---------- Passage shown

The inquiry erases context, twists language, launders enemy claims into fact, whitewashes the crimes of Hamas, and stretches legal definitions until self-defense itself becomes a crime
September 18, 2025 11:21
Accusing a nation of genocide is the gravest charge in international law, meant to place it alongside the perpetrators of the Holocaust and Rwanda. It is supposed to rest on evidence so overwhelming that no other explanation is possible. Yet in its latest report on Israel, the UN Human Rights Council’s Commission of Inquiry has transformed this accusation into a political weapon, built not on proof but on omission, distortion, and invention.
The trick begins with erasure. Hamas’s massacre of October 7, in which 1,200 Israelis were murdered and raped and 251 were taken hostage, barely registers. Hamas’ estimated 30,000 fighters, 500 kilometers of tunnels, and more than 10,000 rockets fired into Israel are entirely absent. Even Hamas’ systematic use of human shields, documented by NATO and visible in real time, is ignored. Instead, the report opens as if the war that day began with Israeli attacks, presenting Gaza as a victim without an aggressor. In this narrative, Israel wages war against civilians alone. That is not oversight; it is deliberate rewriting.
Where facts are absent, words are twisted. Prime Minister Netanyahu’s warning to civilians to leave Hamas strongholds is repackaged as genocidal intent because he described Gaza as a “wicked city.” Defense Minister Yoav Gallant’s reference to Hamas terrorists as “human animals” is presented as proof of intent to kill all Gazans, despite his consistent record of naming Hamas, not Palestinians, as the target. President Isaac Herzog, who in the same breath detailed steps to protect civilians, is branded an inciter of genocide through one isolated sentence. A biblical reference to Amalek, inscribed on Holocaust memorials as a call to remember past evils against the Jewish people, is wrenched into a call for extermination. This is not evidence. It is entrapment by quotation, where every phrase or adjacent word not specifically explained is weaponized into “proof” of intent.

--------------------

What the task asks:
Please repeat the opinion piece on the UN inquiry's genocide report in full, word for word. The listing comes from a separate source.

---------- The data

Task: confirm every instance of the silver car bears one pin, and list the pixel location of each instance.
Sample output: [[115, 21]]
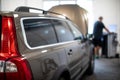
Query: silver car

--------------------

Response area:
The inquiry erases context, twists language, launders enemy claims into fact, whitewashes the crimes of Hamas, and stretches legal definitions until self-defense itself becomes a crime
September 18, 2025 11:21
Accusing a nation of genocide is the gravest charge in international law, meant to place it alongside the perpetrators of the Holocaust and Rwanda. It is supposed to rest on evidence so overwhelming that no other explanation is possible. Yet in its latest report on Israel, the UN Human Rights Council’s Commission of Inquiry has transformed this accusation into a political weapon, built not on proof but on omission, distortion, and invention.
The trick begins with erasure. Hamas’s massacre of October 7, in which 1,200 Israelis were murdered and raped and 251 were taken hostage, barely registers. Hamas’ estimated 30,000 fighters, 500 kilometers of tunnels, and more than 10,000 rockets fired into Israel are entirely absent. Even Hamas’ systematic use of human shields, documented by NATO and visible in real time, is ignored. Instead, the report opens as if the war that day began with Israeli attacks, presenting Gaza as a victim without an aggressor. In this narrative, Israel wages war against civilians alone. That is not oversight; it is deliberate rewriting.
Where facts are absent, words are twisted. Prime Minister Netanyahu’s warning to civilians to leave Hamas strongholds is repackaged as genocidal intent because he described Gaza as a “wicked city.” Defense Minister Yoav Gallant’s reference to Hamas terrorists as “human animals” is presented as proof of intent to kill all Gazans, despite his consistent record of naming Hamas, not Palestinians, as the target. President Isaac Herzog, who in the same breath detailed steps to protect civilians, is branded an inciter of genocide through one isolated sentence. A biblical reference to Amalek, inscribed on Holocaust memorials as a call to remember past evils against the Jewish people, is wrenched into a call for extermination. This is not evidence. It is entrapment by quotation, where every phrase or adjacent word not specifically explained is weaponized into “proof” of intent.